--- start of Provided passage ---

Let’s kick off with Rob Schram here at HQ with why you do a valuation. Rob?

 

Rob Schram

 

As a seller preparing for M&A, it’s best to determine your desired outcome and work back from there.  What do you want to achieve by way of deal structure, the transition to new ownership, your future participation, etc?   And of course, how will your company be valued, and are those numbers acceptable?

 

Ultimately the deal value is determined by what qualified, interested buyers are willing to pay, and a broad market engagement ensures that you’re leveraging the right candidates.  Naturally, both sides of an M&A deal will have different ideas about the worth of a target company, so determining your valuation range in advance provides a defensible foundation for proceeding, as well as a framework for setting the expectations of your ownership team.

 

In the following segments you’ll hear about a variety of methods for determining and optimizing your enterprise value.

 

Bruce Milne

 

As a reminder here, we’re talking about valuations that are very much created by the process, creating an auction environment to get to a maximum price, as referenced in this visual.

 

Now let’s go to Rob Griggs on performing a SWOT analysis.

 

Rob Griggs

 

Having a current and updated SWOT analysis greatly enhances your valuation!

 

To really know your Strengths, Weaknesses, Opportunities and Threats is paramount to demonstrating to your acquirer that you know your technology roadmap, your situational analysis, your marketplace, your competitors, your risks, and most importantly how to adjust and leverage the strengths and mitigate or turn weaknesses into non-risks!

--- end of Provided passage ---

Requirements:
a) According to the M&A valuation transcript, what ultimately determines the deal value?
b) Pick up the M&A valuation transcript from its last sentence and carry it forward.

--- start of Supplied information ---

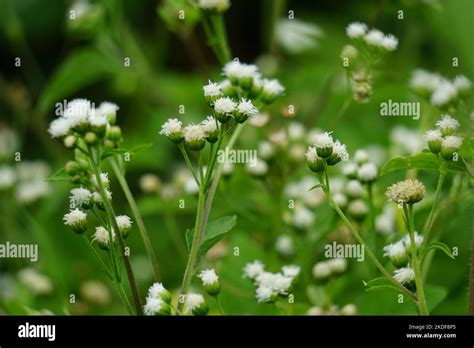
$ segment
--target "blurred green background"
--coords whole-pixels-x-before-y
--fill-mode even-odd
[[[181,116],[186,121],[202,119],[208,112],[202,85],[209,79],[220,79],[221,74],[199,25],[199,11],[189,7],[185,23],[176,19],[175,6],[179,8],[182,3],[187,1],[95,1],[90,3],[86,15],[71,21],[68,11],[74,4],[69,1],[0,0],[0,127],[16,133],[12,154],[19,151],[22,161],[45,161],[51,174],[71,156],[47,133],[49,122],[55,118],[55,103],[73,98],[117,103],[124,147],[152,143],[151,148],[137,153],[127,163],[127,180],[151,234],[163,281],[174,290],[185,268],[183,234],[193,224],[196,199],[192,194],[184,194],[166,201],[160,194],[142,192],[139,181],[146,173],[157,175],[163,186],[176,180],[176,169],[183,166],[183,161],[177,148],[158,135],[160,127],[167,118],[178,115],[180,105],[185,106],[185,115]],[[287,11],[292,10],[296,19],[317,26],[319,34],[303,52],[291,52],[279,44],[272,29],[270,13],[275,9],[270,0],[233,1],[225,14],[233,56],[244,62],[257,62],[266,75],[278,78],[286,88],[285,97],[271,107],[268,130],[286,127],[296,120],[306,129],[334,130],[351,155],[357,148],[369,145],[390,149],[394,127],[402,125],[422,132],[441,115],[423,102],[421,122],[379,117],[380,103],[389,98],[418,101],[408,88],[414,69],[436,71],[450,79],[464,74],[473,80],[474,4],[470,0],[278,3],[282,6],[280,16],[287,16]],[[403,11],[403,19],[397,17],[399,10]],[[400,44],[380,66],[370,103],[352,102],[341,117],[336,117],[348,97],[339,56],[349,42],[345,27],[353,21],[393,33]],[[453,57],[459,59],[458,67],[452,66]],[[20,66],[15,65],[16,58],[21,59]],[[125,66],[128,58],[130,66]],[[285,115],[289,104],[296,108],[294,119]],[[472,106],[471,98],[465,109],[472,110]],[[466,133],[471,129],[467,115],[457,115]],[[241,143],[255,148],[263,133],[251,129],[243,135]],[[3,144],[6,143],[5,140]],[[2,161],[12,164],[13,155]],[[305,164],[300,163],[291,175],[298,178],[308,173]],[[377,184],[378,202],[384,201],[385,188],[403,177],[404,173],[383,177]],[[432,192],[436,176],[421,173],[420,178]],[[450,176],[445,194],[451,181]],[[43,309],[55,314],[125,313],[92,255],[62,223],[72,185],[48,185],[41,198],[26,203],[15,199],[11,191],[0,191],[0,242],[38,243],[40,259],[33,266],[52,284],[45,294],[35,294],[18,281],[19,272],[31,264],[27,260],[0,259],[0,313],[30,314]],[[222,279],[222,303],[231,314],[280,314],[274,307],[256,304],[254,287],[242,278],[245,263],[260,259],[271,271],[288,263],[301,265],[305,276],[295,290],[296,305],[292,311],[304,314],[325,296],[311,281],[311,267],[322,259],[324,243],[307,250],[307,235],[288,232],[291,227],[282,226],[281,231],[295,234],[299,246],[293,258],[278,256],[273,244],[264,242],[274,214],[272,192],[265,188],[242,168],[236,168],[233,176],[222,183],[211,219],[236,214],[238,222],[220,245],[224,249],[220,250],[222,255],[207,262]],[[116,209],[129,213],[114,180],[112,190],[116,192]],[[186,201],[185,209],[178,209],[181,198]],[[433,314],[467,314],[472,203],[472,190],[462,192],[435,223],[435,230],[446,231],[443,242],[457,246],[459,256],[455,261],[440,253],[434,258],[428,275],[433,293],[428,299],[432,296],[432,302],[437,303]],[[420,209],[421,219],[426,217],[428,208]],[[311,233],[323,236],[331,232],[334,224],[326,223],[331,214],[326,205],[318,207]],[[144,296],[152,283],[152,274],[138,231],[134,232],[127,241],[133,250],[132,264]],[[233,254],[235,247],[239,248],[239,256]],[[362,279],[368,279],[364,272],[363,266],[351,260],[349,271],[331,284],[332,302],[339,306],[355,303],[360,314],[416,313],[411,304],[399,305],[394,293],[365,292]],[[112,298],[101,302],[93,295],[92,299],[87,296],[84,282],[90,280],[108,287]],[[69,303],[70,294],[76,295],[76,303]]]

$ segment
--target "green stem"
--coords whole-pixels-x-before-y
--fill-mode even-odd
[[[186,152],[186,149],[184,148],[183,143],[178,144],[178,148],[179,148],[179,151],[181,151],[181,154],[184,157],[184,161],[186,162],[186,165],[188,166],[189,170],[193,174],[194,180],[196,180],[196,183],[198,184],[198,186],[201,186],[201,183],[198,179],[196,171],[194,170],[194,167],[191,164],[191,161],[189,160],[188,153]]]
[[[327,187],[326,187],[327,188]],[[331,202],[331,205],[334,207],[334,209],[336,210],[336,213],[340,216],[340,218],[342,219],[342,221],[346,224],[346,226],[349,228],[349,230],[351,231],[352,235],[354,236],[354,238],[359,242],[359,244],[361,244],[365,251],[367,252],[367,254],[369,255],[369,258],[372,260],[372,262],[375,264],[375,266],[377,266],[377,268],[380,270],[380,272],[382,272],[382,274],[394,285],[396,286],[398,289],[400,289],[400,291],[402,293],[404,293],[405,295],[407,295],[408,297],[410,297],[412,300],[416,301],[417,298],[415,296],[415,294],[413,294],[410,290],[408,290],[407,288],[405,288],[402,284],[400,284],[399,282],[397,282],[395,279],[393,279],[392,275],[385,269],[385,267],[380,263],[380,261],[377,259],[377,257],[374,255],[374,253],[372,252],[372,250],[367,246],[367,243],[365,243],[364,239],[360,236],[359,232],[357,232],[357,230],[355,229],[354,225],[352,225],[352,223],[349,221],[349,219],[346,217],[346,215],[343,213],[343,211],[341,210],[341,208],[339,208],[339,206],[337,205],[337,203],[334,201],[333,197],[332,197],[332,194],[329,190],[327,190],[327,195],[328,195],[328,198],[329,198],[329,201]]]
[[[196,213],[196,223],[194,225],[193,240],[191,244],[191,251],[189,252],[188,262],[186,264],[186,270],[184,271],[183,283],[181,285],[181,295],[188,293],[189,285],[194,274],[194,268],[196,266],[196,260],[198,257],[199,246],[201,244],[201,234],[204,231],[205,225],[204,220],[204,205],[206,203],[206,195],[203,190],[199,190],[198,207]],[[179,301],[178,310],[183,311],[184,301]]]
[[[115,173],[115,176],[117,177],[117,180],[120,184],[120,187],[122,188],[122,191],[125,194],[125,197],[127,198],[127,202],[130,205],[130,209],[132,209],[133,216],[135,218],[135,221],[137,222],[138,230],[140,231],[140,235],[143,239],[143,244],[145,244],[145,249],[148,254],[148,258],[150,259],[150,262],[152,264],[153,272],[155,273],[155,280],[158,281],[160,279],[158,261],[156,260],[156,255],[155,255],[155,252],[153,251],[151,240],[145,228],[145,224],[143,222],[142,216],[140,214],[140,211],[138,210],[137,203],[135,202],[135,199],[133,198],[133,195],[132,195],[132,192],[130,191],[130,187],[128,186],[127,180],[125,180],[125,177],[122,174],[122,171],[118,167],[117,163],[115,161],[111,161],[111,164],[112,164],[112,169]]]
[[[130,315],[133,315],[133,307],[130,304],[130,301],[128,300],[127,294],[125,293],[125,290],[123,289],[123,285],[121,282],[115,281],[115,288],[117,289],[117,293],[119,294],[120,299],[122,302],[125,304],[125,307],[127,308],[127,312]]]
[[[221,301],[219,300],[219,296],[214,297],[216,299],[217,307],[219,307],[219,312],[221,315],[225,315],[224,308],[222,307]]]
[[[94,158],[94,152],[92,151],[92,149],[89,149],[89,152],[90,152],[90,158],[91,158],[91,162],[92,162],[92,170],[94,171],[94,175],[96,177],[97,184],[99,186],[99,193],[100,193],[100,196],[101,196],[102,201],[104,203],[105,211],[106,211],[107,215],[109,216],[110,223],[111,223],[114,231],[116,231],[115,235],[117,236],[117,239],[119,241],[120,254],[122,255],[123,263],[125,265],[125,270],[127,272],[128,282],[130,284],[130,289],[132,291],[132,297],[133,297],[133,302],[134,302],[134,306],[135,306],[135,312],[136,312],[137,315],[143,315],[142,307],[141,307],[141,304],[140,304],[140,296],[139,296],[139,292],[138,292],[138,286],[137,286],[137,283],[135,281],[135,276],[133,274],[132,266],[130,265],[130,260],[128,259],[128,256],[125,253],[125,242],[123,240],[122,234],[120,233],[120,229],[118,228],[117,220],[115,218],[115,213],[114,213],[112,204],[110,203],[109,199],[107,198],[104,183],[102,182],[102,178],[100,177],[100,174],[101,174],[101,171],[100,171],[100,156],[98,156],[98,162],[96,162],[96,160]],[[110,241],[111,241],[111,243],[110,243],[111,248],[110,249],[112,250],[113,249],[113,243],[112,243],[113,239],[111,238]]]
[[[429,315],[428,307],[425,300],[425,292],[423,289],[423,280],[421,278],[420,262],[417,256],[416,244],[415,244],[415,217],[413,214],[413,204],[408,204],[408,216],[406,216],[410,229],[408,233],[410,235],[410,246],[411,246],[411,262],[415,272],[415,284],[416,293],[418,295],[418,309],[420,315]]]

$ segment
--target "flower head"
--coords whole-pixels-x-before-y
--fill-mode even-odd
[[[90,207],[92,193],[83,187],[74,188],[69,196],[71,206],[75,208]]]
[[[201,294],[187,294],[186,310],[194,315],[206,315],[209,312],[209,306]]]
[[[391,185],[387,196],[398,204],[413,204],[425,196],[425,186],[416,179],[407,179]]]
[[[400,284],[409,284],[415,281],[415,271],[411,267],[396,269],[393,278]]]
[[[179,144],[183,141],[183,124],[176,118],[170,118],[161,126],[160,134]]]
[[[354,22],[347,26],[346,34],[351,39],[357,39],[363,37],[367,32],[367,25],[360,22]]]

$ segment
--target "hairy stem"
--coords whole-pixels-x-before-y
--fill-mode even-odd
[[[115,176],[117,177],[120,187],[122,188],[122,191],[125,194],[125,197],[127,198],[127,202],[130,206],[130,209],[132,210],[133,217],[135,218],[135,221],[137,222],[138,230],[140,231],[140,235],[143,239],[143,243],[145,244],[146,253],[148,254],[148,258],[150,259],[151,265],[153,267],[155,280],[158,281],[160,279],[158,261],[156,260],[156,255],[155,255],[155,252],[153,251],[151,240],[145,228],[145,224],[143,223],[142,216],[140,214],[140,211],[138,210],[137,203],[135,202],[135,199],[133,198],[133,195],[132,195],[132,192],[130,191],[130,187],[128,186],[127,180],[125,180],[125,177],[122,174],[122,171],[118,167],[117,163],[115,161],[111,161],[111,163],[112,163],[112,169],[115,173]]]
[[[408,204],[406,209],[407,216],[405,217],[410,226],[408,233],[410,235],[410,246],[411,246],[411,262],[413,270],[415,271],[415,284],[416,284],[416,294],[418,295],[418,310],[420,315],[429,315],[428,307],[425,300],[425,292],[423,289],[423,279],[421,277],[420,262],[418,260],[416,244],[415,244],[415,216],[413,214],[413,204]]]

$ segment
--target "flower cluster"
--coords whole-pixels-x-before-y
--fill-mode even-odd
[[[225,128],[231,129],[233,125],[255,116],[259,112],[256,103],[271,103],[284,92],[277,80],[262,79],[255,65],[233,60],[224,66],[223,74],[225,80],[219,83],[209,81],[203,86],[212,115],[199,124],[187,126],[176,118],[169,119],[163,124],[160,134],[176,144],[184,142],[191,151],[200,151],[206,141],[216,143],[224,135]]]
[[[343,66],[353,82],[354,100],[367,103],[372,95],[372,66],[386,52],[397,49],[398,39],[378,29],[368,29],[364,23],[351,23],[346,28],[347,36],[354,45],[347,45],[341,52]]]
[[[436,122],[436,129],[431,129],[425,133],[425,140],[428,148],[434,154],[452,161],[461,148],[463,138],[456,136],[456,129],[459,122],[449,115],[444,115],[441,120]]]
[[[397,204],[414,204],[425,196],[425,185],[417,179],[399,181],[387,189],[387,196]]]
[[[171,294],[165,289],[162,283],[154,283],[148,289],[145,306],[145,315],[170,315],[171,314]]]
[[[274,303],[290,293],[300,273],[296,265],[283,266],[281,272],[265,271],[265,266],[258,260],[244,267],[244,277],[250,278],[256,286],[256,298],[260,303]]]
[[[415,93],[442,110],[455,110],[459,102],[469,95],[471,87],[471,81],[464,75],[450,81],[423,69],[414,70],[410,79],[410,88]]]
[[[326,166],[333,166],[349,159],[346,145],[339,140],[334,141],[331,133],[316,134],[313,146],[310,146],[306,151],[308,167],[315,173],[323,173]]]
[[[423,243],[423,236],[417,232],[414,234],[416,251],[418,252]],[[383,248],[384,256],[387,256],[397,268],[407,265],[411,257],[410,236],[407,234],[396,243],[388,244]]]

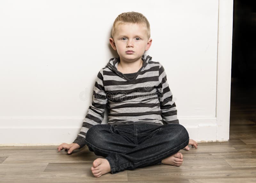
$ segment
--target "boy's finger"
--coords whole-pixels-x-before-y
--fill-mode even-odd
[[[68,151],[68,154],[71,154],[74,150],[74,148],[73,147],[71,147],[69,149]]]

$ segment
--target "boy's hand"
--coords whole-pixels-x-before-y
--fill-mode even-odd
[[[80,148],[80,146],[75,143],[72,143],[70,144],[63,143],[59,145],[57,149],[58,149],[58,151],[60,152],[64,148],[67,150],[69,150],[68,151],[68,153],[70,154],[74,150]]]
[[[189,139],[189,142],[188,143],[188,145],[189,144],[192,145],[192,147],[194,147],[195,148],[197,148],[197,145],[198,145],[198,144],[193,139]],[[189,148],[188,147],[188,145],[187,145],[185,147],[185,148],[184,149],[187,150],[189,150]]]

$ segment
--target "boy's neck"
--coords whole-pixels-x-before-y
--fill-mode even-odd
[[[143,65],[142,58],[142,56],[140,59],[132,62],[125,62],[120,58],[120,61],[117,65],[117,70],[123,74],[137,72]]]

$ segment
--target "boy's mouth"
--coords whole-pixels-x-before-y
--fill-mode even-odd
[[[128,50],[128,51],[126,51],[125,52],[127,54],[132,54],[134,52],[131,50]]]

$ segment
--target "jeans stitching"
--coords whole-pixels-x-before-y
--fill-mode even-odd
[[[185,142],[187,142],[187,141],[188,141],[188,140],[189,141],[189,137],[188,137],[188,139],[187,140],[186,140],[186,141],[185,142],[184,142],[184,143],[182,143],[181,144],[180,144],[180,145],[179,146],[181,146],[182,145],[183,145],[183,144],[184,143],[185,143]],[[178,147],[179,147],[179,146],[178,146]],[[137,163],[134,163],[134,164],[138,164],[138,163],[140,163],[141,162],[143,162],[143,161],[148,161],[149,160],[150,160],[150,159],[153,159],[153,158],[155,158],[156,157],[158,157],[158,156],[161,156],[161,155],[163,155],[163,154],[166,154],[166,153],[167,153],[168,152],[169,152],[169,151],[172,151],[172,150],[174,150],[174,149],[175,149],[177,148],[177,147],[176,147],[176,148],[173,148],[173,149],[171,149],[171,150],[168,150],[168,151],[167,151],[167,152],[164,152],[164,153],[162,153],[162,154],[160,154],[160,155],[158,155],[158,156],[156,156],[156,157],[152,157],[152,158],[149,158],[149,159],[145,159],[145,160],[142,160],[142,161],[140,161],[140,162],[137,162]],[[128,165],[129,164],[131,164],[131,163],[131,163],[131,162],[129,162],[129,163],[126,163],[126,164],[123,164],[123,165],[120,165],[120,166],[118,166],[117,167],[116,167],[116,168],[112,168],[112,169],[111,169],[111,171],[112,171],[112,170],[115,170],[115,169],[117,169],[117,168],[119,168],[119,167],[120,167],[120,166],[124,166],[124,165]]]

--- end of Supplied information ---

Per-task outputs:
a) What qualified, interested buyers are willing to pay.

b)
Knowing and presenting your SWOTs is absolutely a credibility factor for strategic and financial buyers.  This allows you as the seller to be confident in achieving the highest valuation possible.

 

Since every great company I’ve ever worked with maintains a SWOT analysis, this means if you want to be a great company, and achieve the highest valuation, it is time to get busy!

 

Bruce Milne

 

Thanks, Rob. Now we’ll here from Steve Jones on how to create a company market overview.

 

Steve Jones

 

In presenting your valuation, before turning right to the numbers, introduce your company, its market and value proposition, the opportunity, and risks.

 

You should include a summary of the business, its history and technology, along with its unique position in the market.  Also identify other markets where your product or services can apply.

 

This information is based on a few sources: the original executive summary you prepared, the competitive research, plus feedback you've received in dialogue with potential buyers. They will confirm why you're valuable to them, which will help improve value.

 

Along with an accurate view of your market, there should be explicit definition of your business and revenue model, with some reference to other similar companies that might make logical comparables.

 

You will also need to address business or technology risks to lend some legitimacy to the work you are doing. This will affect the discount rate you choose in your computation, which we’ll cover in another segment.

 

Bruce Mline

 

Speaking of income statements, let’s take a look at the numbers. How do you develop a pro-forma financial that all this is based on? Let’s go to Allan Wilson.

 

Allan Wilson

 

A pro-forma earnings statement is a standard accepted financial model used in the valuation process of any business. A pro-forma financial statement has hypothetical amounts, or estimates, built into the data to give a picture of a company’s profits, if certain nonrecurring items were excluded. Pro-forma earnings are not computed using standard GAAP and usually leave out one-time expenses that are not part of normal company operations, such as advisory board expenses that will not continue to be paid post acquisition. Such expenses can be rightly viewed as not contributing to the company’s go-forward representative valuation. A pro-forma financial statement can exclude anything a company believes obscures the accuracy of its financial outlook.

 

Bruce Milne

 

Thanks, Allan.

 

Now let’s try to understand how you apply a valuation methods once you have your pro-forma financials in place.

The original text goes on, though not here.